(WHAT YOU WILL DO): Copy each of the following entries line for line, with no changes.

Rows from a dataset
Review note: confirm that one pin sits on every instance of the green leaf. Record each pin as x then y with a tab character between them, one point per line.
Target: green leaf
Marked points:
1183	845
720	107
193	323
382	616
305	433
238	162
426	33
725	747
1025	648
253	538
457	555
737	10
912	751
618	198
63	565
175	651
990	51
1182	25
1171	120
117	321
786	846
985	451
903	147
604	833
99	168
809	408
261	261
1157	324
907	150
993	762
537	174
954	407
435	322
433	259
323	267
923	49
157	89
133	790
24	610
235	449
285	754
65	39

(FULL ANSWER):
Review note: confirm that one pin sits on every instance of the green leaf. Record each pin as x then y with a tab character between them, one point per line.
Target: green leaf
Marked points:
1183	845
720	107
193	323
382	616
305	433
238	162
426	33
725	747
1025	648
253	538
457	555
737	10
912	751
618	198
63	565
175	651
990	51
1182	25
1171	120
117	321
786	846
985	451
903	147
604	833
99	168
809	408
261	261
1157	324
907	150
993	762
537	174
954	407
435	322
433	259
323	267
923	49
157	89
133	790
24	610
235	449
285	754
65	39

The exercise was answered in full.